→ **Your goal**
Switch every "one line per instance" in the entries below to "one instance per line", and write out all the entries again with nothing else changed.

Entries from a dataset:
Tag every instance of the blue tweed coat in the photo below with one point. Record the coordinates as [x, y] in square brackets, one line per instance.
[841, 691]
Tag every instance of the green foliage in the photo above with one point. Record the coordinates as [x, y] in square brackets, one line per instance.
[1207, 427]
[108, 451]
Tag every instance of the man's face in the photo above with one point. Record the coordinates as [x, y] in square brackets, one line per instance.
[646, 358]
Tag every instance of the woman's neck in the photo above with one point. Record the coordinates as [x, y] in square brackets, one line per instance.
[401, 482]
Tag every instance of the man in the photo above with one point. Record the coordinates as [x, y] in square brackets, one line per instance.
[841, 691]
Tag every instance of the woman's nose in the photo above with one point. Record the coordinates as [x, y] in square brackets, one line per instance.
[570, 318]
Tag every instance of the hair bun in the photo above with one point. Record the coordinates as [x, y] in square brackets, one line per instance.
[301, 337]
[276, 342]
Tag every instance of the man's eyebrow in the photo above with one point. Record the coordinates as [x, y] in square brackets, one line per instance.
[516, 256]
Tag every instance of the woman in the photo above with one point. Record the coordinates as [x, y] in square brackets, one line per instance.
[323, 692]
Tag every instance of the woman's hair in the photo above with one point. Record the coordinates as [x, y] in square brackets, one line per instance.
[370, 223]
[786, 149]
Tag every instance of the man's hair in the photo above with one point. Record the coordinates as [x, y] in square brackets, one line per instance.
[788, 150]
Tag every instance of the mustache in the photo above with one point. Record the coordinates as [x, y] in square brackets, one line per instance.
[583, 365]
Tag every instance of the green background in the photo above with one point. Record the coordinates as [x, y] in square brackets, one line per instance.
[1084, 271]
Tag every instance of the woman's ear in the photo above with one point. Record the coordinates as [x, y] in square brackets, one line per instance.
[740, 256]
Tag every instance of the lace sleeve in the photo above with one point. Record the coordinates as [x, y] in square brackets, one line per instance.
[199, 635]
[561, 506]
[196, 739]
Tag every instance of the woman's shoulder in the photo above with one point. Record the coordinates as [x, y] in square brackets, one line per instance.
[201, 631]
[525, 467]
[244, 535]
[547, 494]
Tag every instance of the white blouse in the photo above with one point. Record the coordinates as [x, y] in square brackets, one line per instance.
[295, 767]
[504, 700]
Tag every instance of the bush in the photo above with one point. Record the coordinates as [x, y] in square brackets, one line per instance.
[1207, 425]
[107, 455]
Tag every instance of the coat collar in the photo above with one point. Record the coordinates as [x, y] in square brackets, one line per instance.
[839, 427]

→ **Solved problem**
Tag every instance of the blue tweed coat in the photo below with one point. Record the coordinates as [x, y] in square brackets, one instance per line.
[841, 691]
Tag every instance of the green foliage in the photo above with one point. Record the coordinates as [x, y] in square brackets, one instance per line.
[1207, 427]
[108, 451]
Tag every instance of the man's face in the photo above with one point. Record the coordinates as [x, y] in square brackets, one instance per line.
[646, 358]
Tag every instance of the woman's neck in the photo above with one point. Record the coordinates as [x, y] in square brackets, one instance per line.
[401, 482]
Tag every instance of the man in the photo above with one point. Record the coordinates as [x, y] in square brackets, one instance per line.
[841, 691]
Tag every instance of the woman's nose in the photo above with one point. Record the coordinates as [x, y] in square brackets, one instance per line.
[570, 318]
Tag every instance of the hair bun in the photo above with one point. Record the coordinates as [x, y] in square brackets, one instance per line.
[301, 337]
[276, 342]
Tag every instance of the man's eyebrow in the photo above with one point. Record the coordinates as [x, y] in square brackets, one instance per line.
[516, 256]
Tag every instance of the woman in the photo above with one point. Record the coordinates as [x, y] in square brackets, one instance per line.
[323, 692]
Tag every instance of the woman's hair in the photo above with one point. Record the coordinates as [x, y] in square brackets, one instance per line.
[370, 223]
[786, 149]
Tag every instance of the man's hair in the photo above with one point. Record the coordinates as [x, y] in square brackets, one instance per line.
[788, 150]
Tag every instance of the mustache in the photo above with one point. Record the coordinates as [x, y] in square brackets, one instance per line.
[583, 365]
Tag every instance of the green background in the photo above with one point. Record the coordinates as [x, y] in square brackets, one instance per line.
[1084, 271]
Tag every instance of the woman's ear in the photo above with one point. Record the coordinates as [x, y] in square brackets, one instance per line.
[740, 256]
Tag every instance of the lace sleeve in the photo above with one point. Record the coordinates as [x, y] in square brackets, one instance per line.
[199, 635]
[561, 506]
[196, 739]
Tag every instance of the woman's shoulder in the photo above with one point. Record the coordinates as [x, y] in square brackets, one instance per line.
[201, 631]
[525, 467]
[244, 535]
[547, 494]
Tag every instance of the white blouse in the photo above with one point. Record the coordinates as [x, y] in square brackets, one instance per line.
[295, 767]
[504, 700]
Tag every instance of the bush in the photo above with one point. Record the coordinates as [x, y] in square brackets, one instance per line.
[1207, 425]
[107, 455]
Tag every instance of the coat collar in the photo above with one point. Record the coordinates as [x, y] in square brackets, one instance per line.
[839, 427]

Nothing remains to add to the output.